::: Data supplied

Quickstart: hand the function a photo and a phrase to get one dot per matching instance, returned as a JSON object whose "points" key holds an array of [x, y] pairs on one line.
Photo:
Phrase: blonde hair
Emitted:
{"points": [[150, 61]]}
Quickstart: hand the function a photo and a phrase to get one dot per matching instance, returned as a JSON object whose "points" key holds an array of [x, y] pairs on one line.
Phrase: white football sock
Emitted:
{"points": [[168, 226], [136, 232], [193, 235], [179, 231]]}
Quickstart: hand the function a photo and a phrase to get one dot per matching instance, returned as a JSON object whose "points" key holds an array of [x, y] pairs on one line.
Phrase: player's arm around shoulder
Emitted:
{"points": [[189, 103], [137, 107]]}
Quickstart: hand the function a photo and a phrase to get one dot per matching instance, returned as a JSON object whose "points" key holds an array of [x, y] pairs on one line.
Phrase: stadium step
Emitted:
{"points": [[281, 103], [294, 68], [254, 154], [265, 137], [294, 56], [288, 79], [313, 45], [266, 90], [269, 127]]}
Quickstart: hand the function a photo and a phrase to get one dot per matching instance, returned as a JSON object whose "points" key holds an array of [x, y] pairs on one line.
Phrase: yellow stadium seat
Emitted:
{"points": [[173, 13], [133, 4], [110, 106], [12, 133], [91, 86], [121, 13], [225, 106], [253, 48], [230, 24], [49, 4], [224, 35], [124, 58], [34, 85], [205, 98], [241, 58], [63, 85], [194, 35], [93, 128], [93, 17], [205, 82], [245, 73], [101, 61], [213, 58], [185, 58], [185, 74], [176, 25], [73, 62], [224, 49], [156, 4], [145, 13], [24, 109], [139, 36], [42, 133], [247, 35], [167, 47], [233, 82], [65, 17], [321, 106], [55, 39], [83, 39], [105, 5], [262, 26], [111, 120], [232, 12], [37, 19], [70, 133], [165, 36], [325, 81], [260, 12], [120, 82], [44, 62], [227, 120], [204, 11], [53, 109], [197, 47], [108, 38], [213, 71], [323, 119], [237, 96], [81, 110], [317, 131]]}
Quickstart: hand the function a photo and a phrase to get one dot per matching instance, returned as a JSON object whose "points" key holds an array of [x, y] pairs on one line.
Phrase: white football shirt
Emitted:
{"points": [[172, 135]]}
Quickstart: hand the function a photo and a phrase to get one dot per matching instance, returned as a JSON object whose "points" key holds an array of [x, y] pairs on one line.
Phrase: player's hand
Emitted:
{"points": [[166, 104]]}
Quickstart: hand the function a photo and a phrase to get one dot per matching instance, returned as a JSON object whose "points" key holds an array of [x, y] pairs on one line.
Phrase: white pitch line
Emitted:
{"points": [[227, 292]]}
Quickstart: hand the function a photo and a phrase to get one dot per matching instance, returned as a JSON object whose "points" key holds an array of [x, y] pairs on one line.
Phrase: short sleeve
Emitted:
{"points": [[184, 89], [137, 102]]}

::::::

Please copy out the records exactly as they appear.

> [Exercise output]
Quickstart: hand the function a photo and a phrase to get one dot per matching instance, returned as a JSON object whose "points" key holds an array of [x, y] pairs on one line.
Photo:
Phrase: blonde hair
Emitted:
{"points": [[150, 61]]}
Quickstart: hand the function a photo and a phrase to get one dot per matching instance, returned as a JSON object whose "points" key holds an array of [x, y] pairs on one line.
Phrase: white football sock
Emitted:
{"points": [[168, 226], [136, 232], [193, 235], [179, 231]]}
Quickstart: hand the function a photo and a phrase to get one dot per matching instance, returned as a JSON object whose "points" key holds an array of [x, y] pairs on one line.
Phrase: player's arm around shoulder
Emitted:
{"points": [[189, 103], [137, 107]]}
Quickstart: hand the function a photo and a phrase to get one dot per matching instance, returned as a JSON object whose "points" key holds an array of [x, y] pairs on one line.
Phrase: stadium step
Emitted:
{"points": [[281, 103], [294, 68], [254, 154], [265, 137], [294, 56], [288, 79], [313, 45], [266, 90], [269, 127]]}
Quickstart: hand the function a photo and a phrase to get one dot per matching instance, returned as a JSON object whose "points" key holds an array of [x, y] pairs on one line.
Phrase: yellow stadium seat
Emitted:
{"points": [[173, 13], [133, 4], [110, 106], [12, 133], [91, 86], [121, 13], [225, 106], [253, 48], [230, 24], [49, 4], [224, 35], [124, 58], [34, 85], [205, 98], [241, 58], [63, 85], [194, 35], [93, 128], [93, 17], [205, 82], [245, 73], [101, 61], [213, 58], [185, 58], [185, 74], [176, 25], [73, 62], [224, 49], [156, 4], [145, 13], [24, 109], [139, 36], [42, 133], [247, 35], [167, 47], [233, 82], [65, 17], [321, 106], [55, 39], [83, 39], [105, 5], [262, 26], [111, 120], [232, 12], [37, 19], [70, 133], [165, 36], [325, 81], [260, 12], [120, 82], [44, 62], [227, 120], [204, 11], [53, 109], [197, 47], [108, 38], [213, 71], [323, 119], [237, 96], [81, 110], [317, 131]]}
Quickstart: hand the function a photo and a phrase to get one dot per matching instance, returned as a JSON object whose "points" key holds an array of [x, y] pairs on one line.
Phrase: white football shirt
Emitted:
{"points": [[172, 135]]}
Quickstart: hand the function a photo and a phrase to get one dot per matching instance, returned as a JSON object whose "points" key holds an array of [x, y] pairs on one line.
Phrase: player's hand
Emitted:
{"points": [[166, 104]]}
Quickstart: hand the function a photo and a phrase to get one dot per matching instance, returned as a JSON object whose "points" key holds an array of [x, y] pairs on one line.
Phrase: white pitch line
Emitted:
{"points": [[227, 292]]}
Quickstart: hand the function a photo and a phrase to get one dot per matching instance, returned as a JSON object whose "points" key holds an array of [x, y] pairs on one line.
Phrase: short sleeve
Emitted:
{"points": [[184, 89], [137, 102]]}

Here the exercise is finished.